The problem:
Leave the images behind and copy every record exactly.
────────────────
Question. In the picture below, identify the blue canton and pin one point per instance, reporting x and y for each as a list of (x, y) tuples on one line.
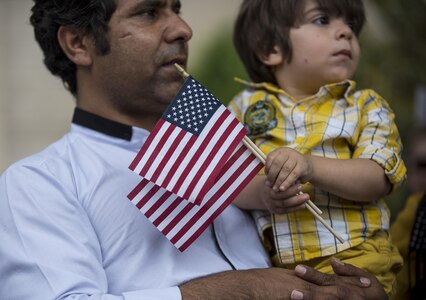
[(192, 107)]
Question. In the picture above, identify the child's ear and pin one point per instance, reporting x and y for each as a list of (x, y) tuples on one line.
[(273, 58), (75, 45)]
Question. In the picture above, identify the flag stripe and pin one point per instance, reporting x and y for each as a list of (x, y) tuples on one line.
[(203, 189), (183, 222), (174, 169), (202, 145), (198, 229), (164, 163), (148, 148), (211, 162), (151, 164), (148, 196), (146, 144), (216, 193)]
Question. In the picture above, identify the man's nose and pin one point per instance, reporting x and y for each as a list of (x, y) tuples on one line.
[(178, 29)]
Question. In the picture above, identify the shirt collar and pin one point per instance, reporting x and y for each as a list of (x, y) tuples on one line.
[(101, 124), (340, 90)]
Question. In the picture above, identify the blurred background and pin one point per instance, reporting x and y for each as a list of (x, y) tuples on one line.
[(35, 109)]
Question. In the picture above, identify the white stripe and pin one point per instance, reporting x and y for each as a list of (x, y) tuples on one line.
[(151, 147), (164, 206), (190, 154), (142, 193), (222, 199), (162, 153), (215, 161), (167, 168), (172, 215)]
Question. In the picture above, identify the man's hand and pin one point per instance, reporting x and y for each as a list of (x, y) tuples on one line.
[(349, 283), (284, 166)]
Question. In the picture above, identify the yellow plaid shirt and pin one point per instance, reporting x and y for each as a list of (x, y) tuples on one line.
[(337, 122)]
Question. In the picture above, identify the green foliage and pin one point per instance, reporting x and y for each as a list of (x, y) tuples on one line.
[(218, 67), (392, 66)]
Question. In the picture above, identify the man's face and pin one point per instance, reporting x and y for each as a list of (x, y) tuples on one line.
[(147, 37)]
────────────────
Response:
Question. In the picture below, identify the blue canton and pin one point per instance, reporting x and y for each as a list of (x, y) tuples on one line.
[(192, 107)]
Question. In the picture above, identify the child's ear and pin one point per instance, reporting x and y for each as a list of (x, y) tuples on one line.
[(273, 58), (75, 45)]
Question. In the picture above, identify the flag stripe and pin one point per instance, reporting x and y for each as a list of (x, y) tuples on one line.
[(203, 189), (183, 222), (174, 169), (202, 145), (198, 229), (164, 163), (148, 148), (211, 162), (151, 164), (148, 196), (146, 144), (216, 193)]
Question. In the picture above, identify the man's nose and pin one point per instance, reporting x and y for each as a list of (x, y) tuples on one line.
[(178, 29)]
Question. In the picture above, identify the shirt collar and pin one point per instance, reporting x and y for each as a list of (x, y) tuples on one line.
[(101, 124), (340, 90)]
Question. In the picture above, identify the blurred background and pin one point per instance, reporting x and y for each as a list of (x, y) tuples on one line.
[(35, 109)]
Question. In the picture above, identify the white stripe and pin one point per instance, reporting x and y for each as a list of (x, y) tuples on one line.
[(151, 147), (164, 206), (190, 154), (142, 193), (222, 199), (162, 153), (215, 161), (167, 168), (172, 215)]
Question. In the picture above, identify the man's hand and pin one point per instance, reporting x and y for each as a list of (x, y) tuples on one line.
[(349, 283), (284, 166)]
Question. In the picture above, identify the yellow plaid shirt and pin one point per instance, reporting x and y for each as a list of (x, y) tuples on one line.
[(337, 122)]
Question. In the picture above, identify the green foliage and pin one point per instance, reporting x and y for each as a list of (x, y) tuples on one line.
[(218, 67), (392, 66)]
Question. In the picture above, identify the man's face and pin one point per instance, reporting x and y for each as a list of (x, y) tuples on one line.
[(147, 37)]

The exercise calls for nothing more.